— Task prompt —
Gather each line of the records below that contains the word "blue", and copy every one of those lines unchanged.

Collected data
start
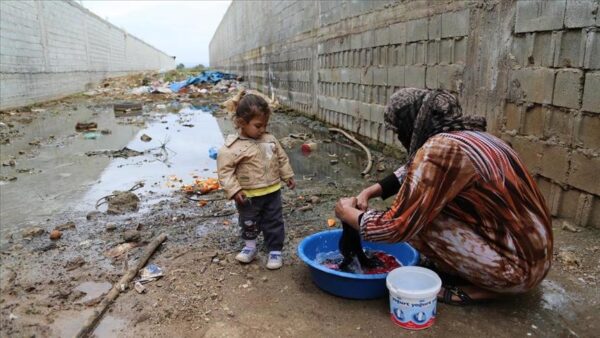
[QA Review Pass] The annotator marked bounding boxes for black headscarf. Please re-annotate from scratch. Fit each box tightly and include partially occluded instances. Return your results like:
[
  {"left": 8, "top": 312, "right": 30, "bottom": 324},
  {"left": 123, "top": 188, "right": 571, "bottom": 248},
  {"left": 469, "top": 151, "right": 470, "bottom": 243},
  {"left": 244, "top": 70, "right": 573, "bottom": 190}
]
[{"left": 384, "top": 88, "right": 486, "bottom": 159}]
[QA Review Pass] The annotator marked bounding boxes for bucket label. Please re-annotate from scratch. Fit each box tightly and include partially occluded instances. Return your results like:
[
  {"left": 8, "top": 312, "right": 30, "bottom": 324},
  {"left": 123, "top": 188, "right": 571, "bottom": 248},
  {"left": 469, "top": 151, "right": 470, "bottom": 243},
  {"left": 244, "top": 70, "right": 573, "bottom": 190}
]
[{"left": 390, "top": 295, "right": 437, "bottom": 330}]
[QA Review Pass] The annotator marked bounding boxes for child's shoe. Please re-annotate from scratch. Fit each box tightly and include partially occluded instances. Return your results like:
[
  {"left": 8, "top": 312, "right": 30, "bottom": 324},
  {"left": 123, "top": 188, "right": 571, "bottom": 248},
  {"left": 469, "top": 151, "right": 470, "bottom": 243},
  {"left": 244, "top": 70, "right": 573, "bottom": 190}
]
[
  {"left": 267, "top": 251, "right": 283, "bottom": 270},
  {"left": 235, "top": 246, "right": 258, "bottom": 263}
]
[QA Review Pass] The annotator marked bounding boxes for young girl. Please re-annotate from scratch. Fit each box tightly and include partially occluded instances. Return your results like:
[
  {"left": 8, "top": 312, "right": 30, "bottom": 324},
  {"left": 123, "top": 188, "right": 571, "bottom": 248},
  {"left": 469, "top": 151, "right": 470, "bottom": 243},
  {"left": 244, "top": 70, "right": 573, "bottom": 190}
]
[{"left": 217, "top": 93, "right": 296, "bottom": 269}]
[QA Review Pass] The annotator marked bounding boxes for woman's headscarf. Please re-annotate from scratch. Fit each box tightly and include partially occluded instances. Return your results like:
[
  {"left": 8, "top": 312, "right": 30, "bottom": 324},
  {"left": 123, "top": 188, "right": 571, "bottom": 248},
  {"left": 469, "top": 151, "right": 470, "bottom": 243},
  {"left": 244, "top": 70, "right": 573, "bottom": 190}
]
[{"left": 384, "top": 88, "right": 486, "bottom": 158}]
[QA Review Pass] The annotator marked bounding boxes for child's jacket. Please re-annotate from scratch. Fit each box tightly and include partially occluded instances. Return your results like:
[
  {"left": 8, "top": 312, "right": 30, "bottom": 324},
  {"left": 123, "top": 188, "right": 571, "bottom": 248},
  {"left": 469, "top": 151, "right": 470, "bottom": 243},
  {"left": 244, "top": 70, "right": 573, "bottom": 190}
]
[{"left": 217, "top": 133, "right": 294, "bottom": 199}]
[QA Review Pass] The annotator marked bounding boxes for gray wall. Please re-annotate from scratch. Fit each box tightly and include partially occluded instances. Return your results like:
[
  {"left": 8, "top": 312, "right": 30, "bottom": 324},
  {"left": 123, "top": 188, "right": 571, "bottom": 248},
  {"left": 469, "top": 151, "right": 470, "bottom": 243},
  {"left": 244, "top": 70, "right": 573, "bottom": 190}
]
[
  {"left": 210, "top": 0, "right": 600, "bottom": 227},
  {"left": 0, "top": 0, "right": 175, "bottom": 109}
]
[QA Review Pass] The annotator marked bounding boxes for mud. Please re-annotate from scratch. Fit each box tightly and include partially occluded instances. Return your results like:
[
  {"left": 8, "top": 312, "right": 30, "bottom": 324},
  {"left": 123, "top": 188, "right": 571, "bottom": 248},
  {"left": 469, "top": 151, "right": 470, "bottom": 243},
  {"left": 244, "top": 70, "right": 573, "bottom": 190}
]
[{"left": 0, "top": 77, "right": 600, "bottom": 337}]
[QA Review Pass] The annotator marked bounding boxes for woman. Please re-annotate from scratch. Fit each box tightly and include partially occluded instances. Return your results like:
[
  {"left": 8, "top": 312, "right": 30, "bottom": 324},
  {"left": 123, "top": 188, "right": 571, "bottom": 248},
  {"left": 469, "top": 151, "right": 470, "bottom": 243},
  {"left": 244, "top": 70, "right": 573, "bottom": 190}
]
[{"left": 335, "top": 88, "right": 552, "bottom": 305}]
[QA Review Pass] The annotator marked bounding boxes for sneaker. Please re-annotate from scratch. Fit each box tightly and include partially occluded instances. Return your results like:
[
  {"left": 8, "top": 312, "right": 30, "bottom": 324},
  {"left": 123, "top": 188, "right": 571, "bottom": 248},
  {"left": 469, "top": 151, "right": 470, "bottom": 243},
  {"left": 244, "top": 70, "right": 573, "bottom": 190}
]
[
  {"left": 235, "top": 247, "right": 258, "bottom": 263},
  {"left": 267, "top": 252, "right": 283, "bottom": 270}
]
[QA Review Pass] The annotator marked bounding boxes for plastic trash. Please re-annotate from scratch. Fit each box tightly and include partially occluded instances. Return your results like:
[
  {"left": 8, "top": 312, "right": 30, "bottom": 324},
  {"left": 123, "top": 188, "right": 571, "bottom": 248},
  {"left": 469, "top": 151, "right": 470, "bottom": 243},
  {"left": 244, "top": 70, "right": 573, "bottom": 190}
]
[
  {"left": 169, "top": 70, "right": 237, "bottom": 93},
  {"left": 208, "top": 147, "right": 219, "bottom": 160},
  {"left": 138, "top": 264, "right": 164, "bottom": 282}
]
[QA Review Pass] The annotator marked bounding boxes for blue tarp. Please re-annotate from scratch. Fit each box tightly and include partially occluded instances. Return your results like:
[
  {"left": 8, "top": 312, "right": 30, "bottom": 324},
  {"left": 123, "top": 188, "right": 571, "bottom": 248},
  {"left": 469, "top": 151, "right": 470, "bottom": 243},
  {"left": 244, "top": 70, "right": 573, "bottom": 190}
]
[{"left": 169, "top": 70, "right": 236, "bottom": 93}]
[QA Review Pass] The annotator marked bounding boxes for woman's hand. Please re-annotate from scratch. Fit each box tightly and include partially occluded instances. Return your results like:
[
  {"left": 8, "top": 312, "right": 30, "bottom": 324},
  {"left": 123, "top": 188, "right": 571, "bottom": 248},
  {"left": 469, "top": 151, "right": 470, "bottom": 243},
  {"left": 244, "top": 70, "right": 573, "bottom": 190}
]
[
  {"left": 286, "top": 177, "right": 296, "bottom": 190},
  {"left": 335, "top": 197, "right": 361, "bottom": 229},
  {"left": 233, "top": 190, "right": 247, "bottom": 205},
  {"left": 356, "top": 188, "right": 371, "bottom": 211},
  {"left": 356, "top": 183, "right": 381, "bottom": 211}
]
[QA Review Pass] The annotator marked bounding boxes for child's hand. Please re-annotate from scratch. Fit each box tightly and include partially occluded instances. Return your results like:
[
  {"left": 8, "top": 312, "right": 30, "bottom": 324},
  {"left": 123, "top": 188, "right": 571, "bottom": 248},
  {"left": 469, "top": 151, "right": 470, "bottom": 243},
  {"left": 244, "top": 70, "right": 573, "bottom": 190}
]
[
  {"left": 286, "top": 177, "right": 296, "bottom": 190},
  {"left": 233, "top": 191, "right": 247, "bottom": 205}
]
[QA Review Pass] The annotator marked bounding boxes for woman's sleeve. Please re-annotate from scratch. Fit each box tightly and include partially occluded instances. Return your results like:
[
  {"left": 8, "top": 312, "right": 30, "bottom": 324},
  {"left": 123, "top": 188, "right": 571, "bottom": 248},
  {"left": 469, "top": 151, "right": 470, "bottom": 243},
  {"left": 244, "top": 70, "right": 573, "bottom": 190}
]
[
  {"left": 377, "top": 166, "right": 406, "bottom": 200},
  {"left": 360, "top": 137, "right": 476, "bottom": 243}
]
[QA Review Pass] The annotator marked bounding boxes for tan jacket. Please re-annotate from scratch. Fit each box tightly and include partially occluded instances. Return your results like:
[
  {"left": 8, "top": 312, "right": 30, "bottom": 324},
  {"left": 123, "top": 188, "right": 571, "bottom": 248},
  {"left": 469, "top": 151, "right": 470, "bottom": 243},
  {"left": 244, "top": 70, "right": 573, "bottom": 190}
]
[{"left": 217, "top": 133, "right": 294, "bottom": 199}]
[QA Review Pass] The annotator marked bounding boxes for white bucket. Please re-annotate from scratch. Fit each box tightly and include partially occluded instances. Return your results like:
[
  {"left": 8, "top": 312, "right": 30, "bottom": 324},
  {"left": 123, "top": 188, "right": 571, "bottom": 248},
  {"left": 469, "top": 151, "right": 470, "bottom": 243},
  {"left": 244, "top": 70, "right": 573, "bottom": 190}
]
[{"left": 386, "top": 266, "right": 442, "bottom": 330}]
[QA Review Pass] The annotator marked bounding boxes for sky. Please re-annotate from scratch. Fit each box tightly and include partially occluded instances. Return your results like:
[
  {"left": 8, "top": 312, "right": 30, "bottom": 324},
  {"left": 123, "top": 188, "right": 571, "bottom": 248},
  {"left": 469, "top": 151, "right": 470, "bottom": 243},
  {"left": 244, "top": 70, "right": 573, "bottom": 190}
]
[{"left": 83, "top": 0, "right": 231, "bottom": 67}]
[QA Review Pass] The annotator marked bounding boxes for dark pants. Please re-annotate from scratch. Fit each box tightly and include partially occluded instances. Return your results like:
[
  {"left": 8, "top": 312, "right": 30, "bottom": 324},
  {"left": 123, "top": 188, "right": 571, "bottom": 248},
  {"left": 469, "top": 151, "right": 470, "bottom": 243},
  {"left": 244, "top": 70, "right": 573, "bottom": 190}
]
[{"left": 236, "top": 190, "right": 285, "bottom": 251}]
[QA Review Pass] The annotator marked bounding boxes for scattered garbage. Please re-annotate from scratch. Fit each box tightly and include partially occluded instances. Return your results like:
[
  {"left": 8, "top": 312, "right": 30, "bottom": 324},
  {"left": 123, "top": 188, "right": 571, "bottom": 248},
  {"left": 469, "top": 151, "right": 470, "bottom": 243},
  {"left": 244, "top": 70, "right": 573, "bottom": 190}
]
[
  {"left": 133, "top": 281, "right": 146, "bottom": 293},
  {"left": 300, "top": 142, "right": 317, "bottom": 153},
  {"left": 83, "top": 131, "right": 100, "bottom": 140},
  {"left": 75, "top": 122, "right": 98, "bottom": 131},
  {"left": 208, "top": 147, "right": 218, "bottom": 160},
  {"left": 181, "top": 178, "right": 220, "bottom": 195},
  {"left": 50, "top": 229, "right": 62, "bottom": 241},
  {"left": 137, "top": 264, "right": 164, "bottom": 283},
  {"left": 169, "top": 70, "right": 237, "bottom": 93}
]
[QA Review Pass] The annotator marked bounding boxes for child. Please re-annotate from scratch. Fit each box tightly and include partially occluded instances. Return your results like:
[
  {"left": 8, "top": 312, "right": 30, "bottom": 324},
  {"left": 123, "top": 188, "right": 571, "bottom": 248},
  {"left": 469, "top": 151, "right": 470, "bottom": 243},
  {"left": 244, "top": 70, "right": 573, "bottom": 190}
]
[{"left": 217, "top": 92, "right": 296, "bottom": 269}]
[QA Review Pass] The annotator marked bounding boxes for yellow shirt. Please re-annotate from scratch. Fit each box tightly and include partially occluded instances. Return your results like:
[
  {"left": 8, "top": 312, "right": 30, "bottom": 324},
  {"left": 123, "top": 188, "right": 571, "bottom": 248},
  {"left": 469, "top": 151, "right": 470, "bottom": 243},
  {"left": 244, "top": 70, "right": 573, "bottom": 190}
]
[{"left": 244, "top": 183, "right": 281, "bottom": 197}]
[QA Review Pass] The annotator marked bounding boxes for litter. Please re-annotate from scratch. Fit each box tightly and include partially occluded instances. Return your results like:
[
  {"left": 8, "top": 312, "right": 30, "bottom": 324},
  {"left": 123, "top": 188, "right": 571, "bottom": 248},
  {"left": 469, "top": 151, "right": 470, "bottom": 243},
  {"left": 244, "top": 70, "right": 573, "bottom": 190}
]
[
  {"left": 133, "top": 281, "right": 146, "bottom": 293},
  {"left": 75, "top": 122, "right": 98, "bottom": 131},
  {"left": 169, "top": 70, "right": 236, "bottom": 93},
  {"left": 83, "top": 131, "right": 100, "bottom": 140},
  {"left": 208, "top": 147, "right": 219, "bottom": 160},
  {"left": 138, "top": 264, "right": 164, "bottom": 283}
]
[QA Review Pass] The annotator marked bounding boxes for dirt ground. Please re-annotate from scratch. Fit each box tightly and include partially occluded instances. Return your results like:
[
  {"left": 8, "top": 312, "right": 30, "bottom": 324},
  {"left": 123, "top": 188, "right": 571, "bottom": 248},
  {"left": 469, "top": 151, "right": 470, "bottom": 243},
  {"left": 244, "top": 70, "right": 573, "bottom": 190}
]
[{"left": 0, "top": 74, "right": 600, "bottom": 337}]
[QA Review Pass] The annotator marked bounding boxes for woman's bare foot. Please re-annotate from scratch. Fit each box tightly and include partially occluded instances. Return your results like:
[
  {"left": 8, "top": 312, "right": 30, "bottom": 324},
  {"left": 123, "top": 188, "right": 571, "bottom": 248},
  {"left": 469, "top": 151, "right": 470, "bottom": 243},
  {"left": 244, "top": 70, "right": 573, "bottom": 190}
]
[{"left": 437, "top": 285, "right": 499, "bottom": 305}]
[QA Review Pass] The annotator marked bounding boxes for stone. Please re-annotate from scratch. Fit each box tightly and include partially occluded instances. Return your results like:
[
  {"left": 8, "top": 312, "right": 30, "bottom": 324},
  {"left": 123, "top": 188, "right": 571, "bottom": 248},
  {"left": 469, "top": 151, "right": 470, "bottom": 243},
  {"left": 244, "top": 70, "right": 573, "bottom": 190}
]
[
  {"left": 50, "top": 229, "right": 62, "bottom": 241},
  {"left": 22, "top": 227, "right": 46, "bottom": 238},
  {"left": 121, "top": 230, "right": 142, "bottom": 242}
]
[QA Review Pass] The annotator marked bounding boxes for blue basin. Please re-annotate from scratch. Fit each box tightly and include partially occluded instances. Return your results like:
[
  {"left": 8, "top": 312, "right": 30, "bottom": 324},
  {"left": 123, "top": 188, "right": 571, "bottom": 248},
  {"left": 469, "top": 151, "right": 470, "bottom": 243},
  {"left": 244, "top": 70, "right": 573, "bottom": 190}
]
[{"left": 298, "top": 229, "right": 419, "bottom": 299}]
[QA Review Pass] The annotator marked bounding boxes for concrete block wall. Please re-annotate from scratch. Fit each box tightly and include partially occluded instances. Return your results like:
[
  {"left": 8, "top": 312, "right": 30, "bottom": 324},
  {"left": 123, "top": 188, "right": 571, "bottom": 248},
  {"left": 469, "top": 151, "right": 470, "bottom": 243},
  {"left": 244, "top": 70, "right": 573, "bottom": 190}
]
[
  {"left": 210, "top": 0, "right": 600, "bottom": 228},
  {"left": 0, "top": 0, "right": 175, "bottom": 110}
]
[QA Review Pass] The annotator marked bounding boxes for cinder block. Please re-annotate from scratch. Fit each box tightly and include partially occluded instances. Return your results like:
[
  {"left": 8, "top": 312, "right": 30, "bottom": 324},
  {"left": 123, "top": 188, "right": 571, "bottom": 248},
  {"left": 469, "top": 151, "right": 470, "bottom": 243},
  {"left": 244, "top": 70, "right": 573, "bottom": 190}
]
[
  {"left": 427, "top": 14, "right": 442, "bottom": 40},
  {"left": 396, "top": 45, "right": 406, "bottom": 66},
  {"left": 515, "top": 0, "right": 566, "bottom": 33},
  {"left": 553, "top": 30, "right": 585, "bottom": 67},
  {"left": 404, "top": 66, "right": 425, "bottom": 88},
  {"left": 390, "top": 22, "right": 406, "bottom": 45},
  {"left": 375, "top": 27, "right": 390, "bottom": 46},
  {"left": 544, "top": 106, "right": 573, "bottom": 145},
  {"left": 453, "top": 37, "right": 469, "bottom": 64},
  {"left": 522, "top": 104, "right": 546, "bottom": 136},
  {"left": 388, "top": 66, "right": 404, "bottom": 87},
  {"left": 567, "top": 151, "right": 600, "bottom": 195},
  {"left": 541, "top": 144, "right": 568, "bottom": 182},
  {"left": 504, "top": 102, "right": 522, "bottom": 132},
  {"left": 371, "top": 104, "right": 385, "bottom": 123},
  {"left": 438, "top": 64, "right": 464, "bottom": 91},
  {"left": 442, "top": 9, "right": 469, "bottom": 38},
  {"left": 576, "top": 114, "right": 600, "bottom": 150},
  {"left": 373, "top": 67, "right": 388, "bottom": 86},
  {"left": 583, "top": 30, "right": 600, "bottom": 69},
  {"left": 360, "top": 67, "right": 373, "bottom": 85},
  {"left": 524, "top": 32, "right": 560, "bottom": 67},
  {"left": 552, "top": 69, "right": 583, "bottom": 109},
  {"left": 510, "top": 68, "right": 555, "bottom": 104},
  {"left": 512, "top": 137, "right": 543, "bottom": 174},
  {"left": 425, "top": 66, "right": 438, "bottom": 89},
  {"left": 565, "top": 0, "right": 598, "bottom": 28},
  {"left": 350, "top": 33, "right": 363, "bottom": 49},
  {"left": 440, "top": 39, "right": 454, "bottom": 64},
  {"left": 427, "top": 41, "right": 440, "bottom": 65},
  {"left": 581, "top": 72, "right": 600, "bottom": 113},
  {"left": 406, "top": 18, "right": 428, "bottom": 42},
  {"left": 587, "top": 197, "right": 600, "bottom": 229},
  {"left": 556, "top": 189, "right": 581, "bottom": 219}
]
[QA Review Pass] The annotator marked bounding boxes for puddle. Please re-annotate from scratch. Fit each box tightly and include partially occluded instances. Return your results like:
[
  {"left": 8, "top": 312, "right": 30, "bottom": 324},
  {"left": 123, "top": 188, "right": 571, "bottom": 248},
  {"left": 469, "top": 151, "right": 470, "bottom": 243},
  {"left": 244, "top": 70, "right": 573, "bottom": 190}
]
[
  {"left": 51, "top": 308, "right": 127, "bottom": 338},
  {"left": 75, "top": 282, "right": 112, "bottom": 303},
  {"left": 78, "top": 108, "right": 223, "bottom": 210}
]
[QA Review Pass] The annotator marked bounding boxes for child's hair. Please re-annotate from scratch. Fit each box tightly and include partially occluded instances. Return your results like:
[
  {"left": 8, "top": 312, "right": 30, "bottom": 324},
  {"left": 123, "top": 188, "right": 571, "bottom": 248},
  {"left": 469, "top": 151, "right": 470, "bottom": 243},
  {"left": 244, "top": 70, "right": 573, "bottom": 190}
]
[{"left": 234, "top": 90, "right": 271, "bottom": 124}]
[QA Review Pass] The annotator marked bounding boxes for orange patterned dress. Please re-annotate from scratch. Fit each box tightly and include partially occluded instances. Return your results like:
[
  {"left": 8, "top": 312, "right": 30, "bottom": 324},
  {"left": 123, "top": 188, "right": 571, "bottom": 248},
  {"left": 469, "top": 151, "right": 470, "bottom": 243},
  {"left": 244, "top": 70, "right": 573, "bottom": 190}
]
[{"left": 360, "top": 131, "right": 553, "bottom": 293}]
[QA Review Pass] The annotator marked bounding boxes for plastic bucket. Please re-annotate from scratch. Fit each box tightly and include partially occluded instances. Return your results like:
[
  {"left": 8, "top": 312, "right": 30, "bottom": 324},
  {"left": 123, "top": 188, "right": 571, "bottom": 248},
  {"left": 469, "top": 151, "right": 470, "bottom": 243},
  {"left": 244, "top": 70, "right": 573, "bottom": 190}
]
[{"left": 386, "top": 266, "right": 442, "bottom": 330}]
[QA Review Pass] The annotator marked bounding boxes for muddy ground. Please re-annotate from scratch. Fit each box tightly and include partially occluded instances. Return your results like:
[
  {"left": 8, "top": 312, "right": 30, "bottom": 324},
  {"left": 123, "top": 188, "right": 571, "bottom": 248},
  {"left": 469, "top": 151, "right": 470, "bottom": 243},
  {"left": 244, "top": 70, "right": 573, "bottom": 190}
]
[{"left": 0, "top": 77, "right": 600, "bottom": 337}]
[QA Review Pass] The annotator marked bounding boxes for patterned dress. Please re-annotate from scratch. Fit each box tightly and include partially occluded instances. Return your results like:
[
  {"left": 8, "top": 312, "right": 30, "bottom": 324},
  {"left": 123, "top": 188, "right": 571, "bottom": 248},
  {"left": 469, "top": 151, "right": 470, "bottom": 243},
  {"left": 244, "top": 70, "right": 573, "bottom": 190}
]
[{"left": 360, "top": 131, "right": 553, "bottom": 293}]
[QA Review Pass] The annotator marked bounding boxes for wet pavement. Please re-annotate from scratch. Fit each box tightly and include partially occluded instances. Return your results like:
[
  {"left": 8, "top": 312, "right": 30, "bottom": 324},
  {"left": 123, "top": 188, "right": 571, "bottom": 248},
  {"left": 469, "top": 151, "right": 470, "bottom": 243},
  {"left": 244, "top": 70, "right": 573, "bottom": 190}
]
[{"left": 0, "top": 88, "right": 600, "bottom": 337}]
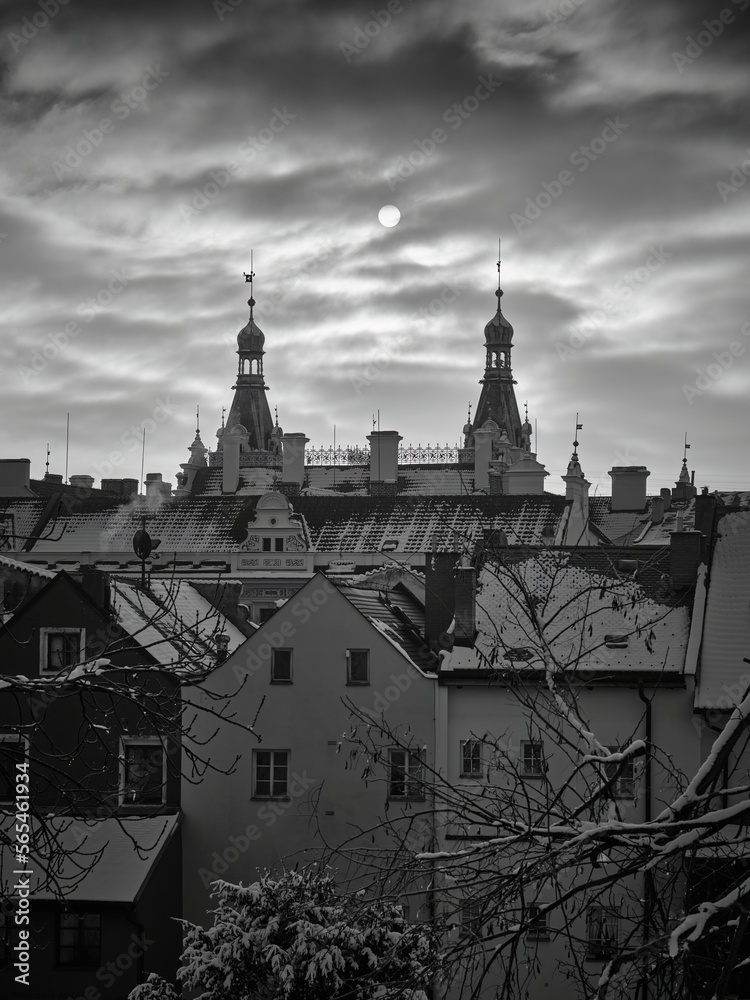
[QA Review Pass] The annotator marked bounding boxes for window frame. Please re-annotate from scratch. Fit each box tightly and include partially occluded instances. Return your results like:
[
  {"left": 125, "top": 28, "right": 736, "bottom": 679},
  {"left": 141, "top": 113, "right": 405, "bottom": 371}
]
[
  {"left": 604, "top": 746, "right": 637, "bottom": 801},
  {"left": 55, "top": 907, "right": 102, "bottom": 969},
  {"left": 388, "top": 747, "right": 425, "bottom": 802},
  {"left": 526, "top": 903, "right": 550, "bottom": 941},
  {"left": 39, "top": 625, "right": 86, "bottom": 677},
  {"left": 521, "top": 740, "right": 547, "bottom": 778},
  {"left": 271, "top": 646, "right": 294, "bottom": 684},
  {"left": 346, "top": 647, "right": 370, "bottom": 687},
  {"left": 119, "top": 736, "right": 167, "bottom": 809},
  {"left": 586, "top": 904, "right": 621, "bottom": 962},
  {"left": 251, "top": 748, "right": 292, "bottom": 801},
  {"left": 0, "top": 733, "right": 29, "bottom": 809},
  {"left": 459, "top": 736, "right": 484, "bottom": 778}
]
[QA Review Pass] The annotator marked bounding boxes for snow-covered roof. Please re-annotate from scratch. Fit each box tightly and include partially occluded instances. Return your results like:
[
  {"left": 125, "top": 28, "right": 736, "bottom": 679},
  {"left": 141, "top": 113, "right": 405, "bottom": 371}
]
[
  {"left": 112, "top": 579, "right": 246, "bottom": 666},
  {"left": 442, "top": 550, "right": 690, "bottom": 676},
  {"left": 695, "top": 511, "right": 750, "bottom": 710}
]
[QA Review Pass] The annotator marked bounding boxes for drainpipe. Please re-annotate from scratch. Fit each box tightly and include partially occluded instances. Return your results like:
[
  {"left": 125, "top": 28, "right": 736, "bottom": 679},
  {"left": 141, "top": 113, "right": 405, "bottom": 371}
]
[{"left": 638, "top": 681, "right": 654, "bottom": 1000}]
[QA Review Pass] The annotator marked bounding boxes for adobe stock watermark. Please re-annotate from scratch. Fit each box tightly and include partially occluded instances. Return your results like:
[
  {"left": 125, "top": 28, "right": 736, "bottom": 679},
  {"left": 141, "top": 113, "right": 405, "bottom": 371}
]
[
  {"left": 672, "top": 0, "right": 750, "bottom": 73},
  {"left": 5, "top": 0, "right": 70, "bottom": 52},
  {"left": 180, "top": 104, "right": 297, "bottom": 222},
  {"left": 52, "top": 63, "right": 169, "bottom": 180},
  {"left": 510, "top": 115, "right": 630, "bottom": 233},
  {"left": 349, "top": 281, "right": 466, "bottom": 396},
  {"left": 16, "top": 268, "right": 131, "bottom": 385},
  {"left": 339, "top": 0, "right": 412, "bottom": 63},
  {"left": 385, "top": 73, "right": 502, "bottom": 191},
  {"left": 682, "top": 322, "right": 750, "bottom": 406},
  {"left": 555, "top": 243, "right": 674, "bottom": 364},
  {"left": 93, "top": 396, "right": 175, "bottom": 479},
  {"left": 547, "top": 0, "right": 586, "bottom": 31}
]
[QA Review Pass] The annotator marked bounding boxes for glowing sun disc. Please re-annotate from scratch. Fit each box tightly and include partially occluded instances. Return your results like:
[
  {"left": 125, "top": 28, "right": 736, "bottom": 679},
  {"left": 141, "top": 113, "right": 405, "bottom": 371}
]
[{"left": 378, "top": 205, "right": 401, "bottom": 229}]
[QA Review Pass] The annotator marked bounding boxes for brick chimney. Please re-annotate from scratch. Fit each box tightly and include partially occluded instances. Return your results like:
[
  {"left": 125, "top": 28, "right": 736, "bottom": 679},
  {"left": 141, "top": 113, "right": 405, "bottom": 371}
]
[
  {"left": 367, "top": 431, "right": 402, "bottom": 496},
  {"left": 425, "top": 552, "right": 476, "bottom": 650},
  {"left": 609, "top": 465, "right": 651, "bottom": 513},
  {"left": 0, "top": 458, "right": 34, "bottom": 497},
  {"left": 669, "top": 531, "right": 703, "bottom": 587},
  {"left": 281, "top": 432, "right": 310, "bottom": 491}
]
end
— Solution to the problem —
[QA Review Pass] The annotator marked bounding boxes for blue tarp. Please re-annotate from scratch. Fit each box tightly and include partially occluded instances. Return your results like:
[QA Review Pass] The annotator marked bounding boxes for blue basin. Please re-annotate from scratch. Fit each box tightly and include partially occluded instances. Return your results like:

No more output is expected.